* **Exercise requirements**
Can you rewrite the entries below with "face mask" replaced by "surgical mask" wherever it appears, keeping everything else the same?

* **Part of a data file**

>> START

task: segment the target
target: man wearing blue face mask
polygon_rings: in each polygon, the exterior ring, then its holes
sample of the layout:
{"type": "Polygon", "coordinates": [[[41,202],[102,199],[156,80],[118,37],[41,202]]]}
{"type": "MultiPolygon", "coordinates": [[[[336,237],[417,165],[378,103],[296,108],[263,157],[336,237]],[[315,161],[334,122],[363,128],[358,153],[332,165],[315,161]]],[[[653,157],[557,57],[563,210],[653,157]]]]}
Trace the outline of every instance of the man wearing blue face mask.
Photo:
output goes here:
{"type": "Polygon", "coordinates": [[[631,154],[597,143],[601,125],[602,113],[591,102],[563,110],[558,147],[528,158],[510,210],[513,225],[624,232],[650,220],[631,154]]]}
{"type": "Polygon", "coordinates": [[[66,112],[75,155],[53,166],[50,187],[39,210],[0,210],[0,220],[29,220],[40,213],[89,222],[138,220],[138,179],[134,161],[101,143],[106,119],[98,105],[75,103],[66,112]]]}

>> END

* **Solution to the exercise**
task: segment the target
target: man wearing blue surgical mask
polygon_rings: in each polygon, the exterior ring, then its holes
sample of the layout:
{"type": "Polygon", "coordinates": [[[41,202],[102,199],[156,80],[118,37],[41,202]]]}
{"type": "MultiPolygon", "coordinates": [[[[336,237],[417,165],[378,103],[296,108],[263,157],[336,237]],[[315,161],[334,122],[363,128],[358,153],[332,165],[315,161]]],[[[653,157],[557,57],[563,210],[653,157]]]]}
Trace the outline of every instance of the man wearing blue surgical mask.
Photo:
output goes here:
{"type": "Polygon", "coordinates": [[[631,154],[597,143],[601,125],[602,113],[591,102],[563,110],[558,147],[528,158],[510,210],[513,225],[624,232],[650,220],[631,154]]]}
{"type": "Polygon", "coordinates": [[[66,112],[75,155],[53,166],[50,187],[39,210],[0,210],[0,220],[29,220],[40,213],[89,222],[138,220],[138,179],[134,161],[101,143],[106,119],[98,105],[75,103],[66,112]]]}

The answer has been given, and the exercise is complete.